INSTRUCTIONS FOR THE TASK: Using the dissertation listing that follows, decide whether each statement agrees with it, answering yes or no and quoting the listing's exact words that settle it. 1. The fieldwork lasted twenty-four months. 2. Dagmar Herzog served as the advisor. 3. Chicago was one of the fieldwork sites.

TEXT PASSAGE:

********************

Dissertations, Theses, and Capstone Projects

Date of Degree

9-2024

Document Type

Dissertation

Degree Name

Ph.D.

Program

Anthropology

Advisor

Angela Reyes

Committee Members

Sarah Muir

Dagmar Herzog

Constantine Nakassis

Subject Categories

Communication Technology and New Media | Feminist, Gender, and Sexuality Studies | Finance | Linguistic Anthropology | Social and Cultural Anthropology

Keywords

sex work, cryptocurrency, finance, risk, consent, obscenity, trust, United States, pornography

Abstract

This dissertation is an ethnographic and semiotic examination of the relationship between payment processing, transactional technologies, and the US adult industry. Based on twenty-four months of fieldwork in Los Angeles, Las Vegas, Miami, and Washington D.C., the dissertation demonstrates that transactional infrastructures, including payment processors, credit card systems, financial institutions like banks, as well as novel technologies like cryptocurrency, have become a key site for an ongoing ethical war around the politics of sex and sex work in the United States. On one hand, ethical fears around sex work have become qualifications for economic exclusion by financial institutions and private corporations through the concepts of reputational risk and prurient nature. On the other, sex workers have begun to influence and shape nascent financial tools, such as cryptocurrency, by articulating specific transactional needs based on their experiences of financial discrimination. By bringing into conversation ethnographic studies of sex work, studies of capitalism, finance and money, and work on technology, surveillance and privacy, the dissertation focuses on the semiotic work of financial exclusion in the context of transactional sex as emblematic of the contradictions under present-day capitalism and their punitive consequences.

********************

GIVEN DATA:

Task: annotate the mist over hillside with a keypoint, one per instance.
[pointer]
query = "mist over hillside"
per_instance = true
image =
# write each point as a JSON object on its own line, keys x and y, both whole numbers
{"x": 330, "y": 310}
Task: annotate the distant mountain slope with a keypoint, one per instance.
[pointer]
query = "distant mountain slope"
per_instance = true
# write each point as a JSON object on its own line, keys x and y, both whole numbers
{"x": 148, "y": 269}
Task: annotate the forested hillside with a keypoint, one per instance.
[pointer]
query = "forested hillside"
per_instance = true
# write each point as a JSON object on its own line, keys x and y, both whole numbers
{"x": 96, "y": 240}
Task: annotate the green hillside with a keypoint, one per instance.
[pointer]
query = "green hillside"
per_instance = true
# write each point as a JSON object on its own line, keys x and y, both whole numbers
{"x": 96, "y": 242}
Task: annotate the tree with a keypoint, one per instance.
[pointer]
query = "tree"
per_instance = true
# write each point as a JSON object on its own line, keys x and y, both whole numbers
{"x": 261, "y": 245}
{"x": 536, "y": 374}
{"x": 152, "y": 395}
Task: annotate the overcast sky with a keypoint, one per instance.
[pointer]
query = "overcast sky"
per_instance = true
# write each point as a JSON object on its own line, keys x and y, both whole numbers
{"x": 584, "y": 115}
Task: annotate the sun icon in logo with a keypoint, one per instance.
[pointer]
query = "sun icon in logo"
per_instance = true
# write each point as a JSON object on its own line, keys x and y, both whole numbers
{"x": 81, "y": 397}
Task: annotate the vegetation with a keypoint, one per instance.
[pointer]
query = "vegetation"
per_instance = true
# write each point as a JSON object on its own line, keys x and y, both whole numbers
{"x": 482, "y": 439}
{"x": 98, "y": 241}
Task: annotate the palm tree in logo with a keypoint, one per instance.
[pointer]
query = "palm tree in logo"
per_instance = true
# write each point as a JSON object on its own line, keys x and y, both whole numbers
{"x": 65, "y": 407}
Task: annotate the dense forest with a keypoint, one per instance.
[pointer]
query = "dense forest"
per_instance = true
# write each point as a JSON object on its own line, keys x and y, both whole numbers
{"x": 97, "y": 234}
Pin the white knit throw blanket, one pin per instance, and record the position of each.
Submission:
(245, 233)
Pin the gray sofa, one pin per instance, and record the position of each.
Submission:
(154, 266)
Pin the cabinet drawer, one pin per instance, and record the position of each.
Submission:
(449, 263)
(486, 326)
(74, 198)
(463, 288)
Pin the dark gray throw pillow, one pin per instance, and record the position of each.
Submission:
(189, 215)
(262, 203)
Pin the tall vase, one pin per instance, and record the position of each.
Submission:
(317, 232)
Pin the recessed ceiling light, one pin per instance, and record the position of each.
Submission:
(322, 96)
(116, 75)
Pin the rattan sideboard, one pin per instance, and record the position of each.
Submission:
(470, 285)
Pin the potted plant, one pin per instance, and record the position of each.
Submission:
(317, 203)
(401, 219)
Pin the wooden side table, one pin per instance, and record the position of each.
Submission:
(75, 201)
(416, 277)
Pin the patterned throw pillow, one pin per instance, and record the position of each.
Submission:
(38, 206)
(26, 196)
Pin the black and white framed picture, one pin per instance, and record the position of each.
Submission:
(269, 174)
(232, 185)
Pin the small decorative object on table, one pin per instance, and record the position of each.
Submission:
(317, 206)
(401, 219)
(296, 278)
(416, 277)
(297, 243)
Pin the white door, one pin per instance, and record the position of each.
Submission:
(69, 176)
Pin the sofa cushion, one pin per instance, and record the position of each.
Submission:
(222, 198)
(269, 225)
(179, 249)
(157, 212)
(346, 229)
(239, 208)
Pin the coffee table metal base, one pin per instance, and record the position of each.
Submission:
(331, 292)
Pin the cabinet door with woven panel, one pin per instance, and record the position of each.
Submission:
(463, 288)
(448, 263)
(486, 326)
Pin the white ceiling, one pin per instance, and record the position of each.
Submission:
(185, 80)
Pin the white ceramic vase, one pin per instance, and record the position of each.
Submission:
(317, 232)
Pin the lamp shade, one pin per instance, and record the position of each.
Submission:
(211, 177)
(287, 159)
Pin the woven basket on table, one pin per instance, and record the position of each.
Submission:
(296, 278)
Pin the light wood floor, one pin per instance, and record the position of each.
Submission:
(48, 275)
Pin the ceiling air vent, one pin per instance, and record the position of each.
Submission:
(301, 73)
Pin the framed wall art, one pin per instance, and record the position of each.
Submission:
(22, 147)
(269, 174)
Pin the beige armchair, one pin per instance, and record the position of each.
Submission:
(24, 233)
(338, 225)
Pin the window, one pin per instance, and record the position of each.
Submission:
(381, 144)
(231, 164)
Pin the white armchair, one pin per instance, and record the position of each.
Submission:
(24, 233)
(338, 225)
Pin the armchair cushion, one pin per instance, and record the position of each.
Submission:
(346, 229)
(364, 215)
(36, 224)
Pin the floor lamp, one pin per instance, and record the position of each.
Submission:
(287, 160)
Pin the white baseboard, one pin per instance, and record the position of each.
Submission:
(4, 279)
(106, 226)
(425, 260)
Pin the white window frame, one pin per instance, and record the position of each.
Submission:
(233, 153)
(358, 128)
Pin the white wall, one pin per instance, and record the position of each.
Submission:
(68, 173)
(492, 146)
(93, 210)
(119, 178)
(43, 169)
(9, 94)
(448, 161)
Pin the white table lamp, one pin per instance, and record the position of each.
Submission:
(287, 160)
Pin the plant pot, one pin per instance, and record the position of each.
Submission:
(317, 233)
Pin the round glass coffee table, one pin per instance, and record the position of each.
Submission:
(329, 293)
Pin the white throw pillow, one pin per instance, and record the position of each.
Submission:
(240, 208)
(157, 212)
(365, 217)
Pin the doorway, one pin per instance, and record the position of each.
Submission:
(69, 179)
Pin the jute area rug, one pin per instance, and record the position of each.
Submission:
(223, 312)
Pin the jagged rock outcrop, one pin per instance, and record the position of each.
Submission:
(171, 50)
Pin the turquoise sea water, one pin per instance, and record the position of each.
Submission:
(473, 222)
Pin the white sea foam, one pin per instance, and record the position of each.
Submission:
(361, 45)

********************

REPLY:
1. Yes: "Based on twenty-four months of fieldwork"
2. No: the advisor is "Angela Reyes"
3. No: the fieldwork was "in Los Angeles, Las Vegas, Miami, and Washington D.C."